Task objective
Rewrite the entries below, changing every "a single point" to "one point" and leaving all other text untouched.

** START OF Given records **

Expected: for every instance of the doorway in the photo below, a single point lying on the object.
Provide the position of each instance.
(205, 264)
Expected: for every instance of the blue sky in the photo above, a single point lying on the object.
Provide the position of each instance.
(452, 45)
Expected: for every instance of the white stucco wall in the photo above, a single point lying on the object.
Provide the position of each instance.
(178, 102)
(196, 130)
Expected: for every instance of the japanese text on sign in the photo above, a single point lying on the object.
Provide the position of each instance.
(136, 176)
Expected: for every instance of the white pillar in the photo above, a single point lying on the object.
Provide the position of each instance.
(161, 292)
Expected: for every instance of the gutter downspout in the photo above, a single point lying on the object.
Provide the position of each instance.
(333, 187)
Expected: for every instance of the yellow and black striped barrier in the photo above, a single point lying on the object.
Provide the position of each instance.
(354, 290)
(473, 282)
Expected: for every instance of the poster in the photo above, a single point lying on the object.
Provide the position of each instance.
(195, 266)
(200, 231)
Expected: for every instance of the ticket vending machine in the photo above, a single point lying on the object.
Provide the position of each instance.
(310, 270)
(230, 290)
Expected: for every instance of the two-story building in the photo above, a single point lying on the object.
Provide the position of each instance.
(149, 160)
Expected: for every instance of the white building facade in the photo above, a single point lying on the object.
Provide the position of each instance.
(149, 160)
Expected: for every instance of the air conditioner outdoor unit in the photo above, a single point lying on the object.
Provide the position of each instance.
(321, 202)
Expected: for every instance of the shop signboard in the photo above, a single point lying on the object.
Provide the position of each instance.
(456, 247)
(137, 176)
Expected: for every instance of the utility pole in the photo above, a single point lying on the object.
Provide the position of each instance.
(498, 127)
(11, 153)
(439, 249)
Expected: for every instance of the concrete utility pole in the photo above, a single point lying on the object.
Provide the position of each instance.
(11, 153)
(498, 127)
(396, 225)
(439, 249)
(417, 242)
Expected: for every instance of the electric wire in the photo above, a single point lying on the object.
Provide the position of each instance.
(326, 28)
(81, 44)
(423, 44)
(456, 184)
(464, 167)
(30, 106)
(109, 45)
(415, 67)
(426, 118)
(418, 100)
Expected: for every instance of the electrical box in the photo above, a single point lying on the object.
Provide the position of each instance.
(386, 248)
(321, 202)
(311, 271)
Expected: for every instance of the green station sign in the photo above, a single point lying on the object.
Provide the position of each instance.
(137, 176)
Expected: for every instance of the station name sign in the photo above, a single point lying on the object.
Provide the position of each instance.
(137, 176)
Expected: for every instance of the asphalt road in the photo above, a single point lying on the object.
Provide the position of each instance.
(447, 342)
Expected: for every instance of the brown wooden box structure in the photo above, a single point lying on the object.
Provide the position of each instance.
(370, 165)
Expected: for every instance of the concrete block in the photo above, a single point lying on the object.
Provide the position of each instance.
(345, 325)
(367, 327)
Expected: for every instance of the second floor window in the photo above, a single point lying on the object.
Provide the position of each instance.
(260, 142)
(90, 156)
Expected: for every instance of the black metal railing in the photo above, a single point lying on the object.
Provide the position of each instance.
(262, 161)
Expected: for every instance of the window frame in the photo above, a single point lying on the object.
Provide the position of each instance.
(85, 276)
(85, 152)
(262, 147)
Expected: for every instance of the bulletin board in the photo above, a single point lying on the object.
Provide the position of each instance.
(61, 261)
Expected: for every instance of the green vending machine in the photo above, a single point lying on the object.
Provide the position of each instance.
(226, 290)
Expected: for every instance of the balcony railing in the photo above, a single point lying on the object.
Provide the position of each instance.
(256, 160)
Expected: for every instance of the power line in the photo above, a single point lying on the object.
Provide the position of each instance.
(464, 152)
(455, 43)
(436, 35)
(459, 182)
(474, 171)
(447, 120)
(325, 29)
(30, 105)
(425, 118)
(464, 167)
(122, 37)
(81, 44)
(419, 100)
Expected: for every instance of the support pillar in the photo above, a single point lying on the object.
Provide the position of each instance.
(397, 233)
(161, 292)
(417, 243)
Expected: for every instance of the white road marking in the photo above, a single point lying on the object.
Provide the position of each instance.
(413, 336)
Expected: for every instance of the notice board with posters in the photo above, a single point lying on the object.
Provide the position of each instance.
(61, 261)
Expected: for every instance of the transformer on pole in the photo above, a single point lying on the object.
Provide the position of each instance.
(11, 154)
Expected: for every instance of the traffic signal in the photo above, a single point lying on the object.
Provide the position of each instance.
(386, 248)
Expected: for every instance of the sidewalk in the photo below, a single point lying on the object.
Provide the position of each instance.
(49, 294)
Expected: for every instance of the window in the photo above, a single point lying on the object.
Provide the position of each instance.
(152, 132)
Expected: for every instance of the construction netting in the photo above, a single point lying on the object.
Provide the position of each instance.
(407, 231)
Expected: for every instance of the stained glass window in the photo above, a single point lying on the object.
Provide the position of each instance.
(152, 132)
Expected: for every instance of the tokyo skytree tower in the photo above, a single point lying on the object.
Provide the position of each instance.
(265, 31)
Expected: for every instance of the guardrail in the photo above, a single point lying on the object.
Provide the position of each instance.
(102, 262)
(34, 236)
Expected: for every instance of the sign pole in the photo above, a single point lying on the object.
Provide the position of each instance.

** END OF Given records **

Answer in full
Expected: for every instance of the doorway in the photo below, one point lying on the object.
Provide the position of each instance.
(205, 264)
Expected: for every instance of the blue sky in the photo above, one point lying on the object.
Provide the position of each instance.
(452, 45)
Expected: for every instance of the white stucco wall in the photo above, one point lying on the object.
Provide the position of each instance.
(178, 102)
(196, 130)
Expected: for every instance of the japanese text on sign in the photo above, one point lying on the object.
Provide the position of each instance.
(136, 176)
Expected: for every instance of the white pillar in the photo above, one point lying on the object.
Provide the position of each instance.
(161, 292)
Expected: for every instance of the gutter downspout in the photo above, one point lying on the object.
Provide the position of each instance.
(333, 187)
Expected: for every instance of the yellow and black striped barrier in the photo above, one point lying on the object.
Provide the position of each instance.
(354, 290)
(473, 282)
Expected: for every instance of the poster in the photo above, one point lying on the object.
Provide the position of each instance.
(195, 266)
(200, 231)
Expected: for every instance of the ticket vending machine in the photo above, one point lying on the object.
Provide the position of each instance.
(310, 270)
(230, 290)
Expected: for every instance of the two-story building in the photo above, one point lying on the object.
Provide the position of each instance.
(149, 160)
Expected: for every instance of the white building facade in the photo above, one point lying on the object.
Provide the position of each instance.
(149, 160)
Expected: for every instance of the air conditioner outdoor unit in the photo above, one point lying on the object.
Provide the position of each instance.
(321, 202)
Expected: for every instance of the shop signboard in the photo above, one point lying on the object.
Provide the position of each instance.
(456, 247)
(137, 176)
Expected: for every instance of the utility pole in the photo above, one point lying on the object.
Provide the position of each instance.
(498, 127)
(11, 153)
(439, 249)
Expected: for every instance of the concrete utility pole in the photo above, one point lying on the object.
Provide the position of each instance.
(11, 153)
(498, 127)
(396, 225)
(439, 249)
(417, 242)
Expected: for every instance of the electric wire in the photo above, one point lying on the object.
Provide the position of each instance.
(326, 28)
(81, 44)
(423, 44)
(456, 184)
(464, 167)
(30, 106)
(109, 45)
(415, 67)
(426, 118)
(418, 100)
Expected: for every instance of the electrical box in the photo above, one point lying on the object.
Provide the position of each instance.
(386, 248)
(321, 202)
(311, 271)
Expected: for every instance of the green station sign in the photo above, one point lying on the object.
Provide the position of each instance.
(137, 176)
Expected: for every instance of the station name sign in the photo above, one point lying on the object.
Provide the position of each instance.
(137, 176)
Expected: for every instance of the asphalt road in the photo above, one point lying on the object.
Provide the position of each instance.
(447, 342)
Expected: for every instance of the brown wooden box structure in the photo above, one point lying on the object.
Provide the position of each instance.
(370, 165)
Expected: for every instance of the concrete block in the photo above, one point lying on the object.
Provide the position of each instance.
(345, 325)
(367, 327)
Expected: for every instance of the second floor window in the photo above, one point lying on the object.
Provide the position of each instance.
(260, 142)
(90, 156)
Expected: for every instance of the black metal railing in the photo above, one point lying on the object.
Provide the position of each instance.
(262, 161)
Expected: for every instance of the window frame in the photo above, one point lying on the object.
Provide the position of each instance.
(85, 276)
(85, 152)
(262, 147)
Expected: for every instance of the bulletin board in the photo above, one point lying on the object.
Provide the position of each instance.
(61, 261)
Expected: for every instance of the green vending machine in the photo above, one point lying on the object.
Provide the position of each instance.
(226, 290)
Expected: for every instance of the balcony railing in the photo above, one point lying on the object.
Provide the position of each instance.
(256, 160)
Expected: for every instance of the power line in the photo above, one point lying on the object.
Provide the position of each instance.
(464, 152)
(455, 43)
(436, 35)
(459, 182)
(474, 171)
(447, 120)
(325, 29)
(30, 105)
(425, 118)
(464, 167)
(122, 37)
(81, 44)
(419, 100)
Expected: for every instance of the support pillar in the photo above, one point lying on the object.
Provide the position of each instance.
(397, 233)
(161, 292)
(417, 243)
Expected: for every instance of the white road marking in the photo above, one point lying on the object.
Provide the position of each instance.
(413, 336)
Expected: for every instance of the notice board with posters in the photo above, one point lying on the object.
Provide the position of each instance.
(61, 261)
Expected: for every instance of the transformer on pole in the photo above, one point lying on the object.
Provide the position of each instance.
(11, 154)
Expected: for every instance of the traffic signal in the photo above, one point lying on the object.
Provide the position of each instance.
(386, 248)
Expected: for every instance of the sidewalk in the photo below, one point lying on the object.
Provide the position of each instance.
(49, 294)
Expected: for every instance of the window in the photo above, one point lying on the object.
Provide the position of each instance.
(152, 132)
Expected: for every instance of the construction netting in the photo above, one point lying on the object.
Provide the position of each instance.
(407, 231)
Expected: for every instance of the stained glass window in the photo above, one point lying on the object.
Provide the position of each instance.
(152, 132)
Expected: for every instance of the tokyo skytree tower in the photo above, one point lying on the object.
Provide the position of each instance.
(265, 31)
Expected: for every instance of the guardrail in the photo above, one point lying on the object.
Provide the position of each instance.
(102, 262)
(34, 236)
Expected: for every instance of the sign pole in the photo above, one point lying on the object.
Provide the position of each instance.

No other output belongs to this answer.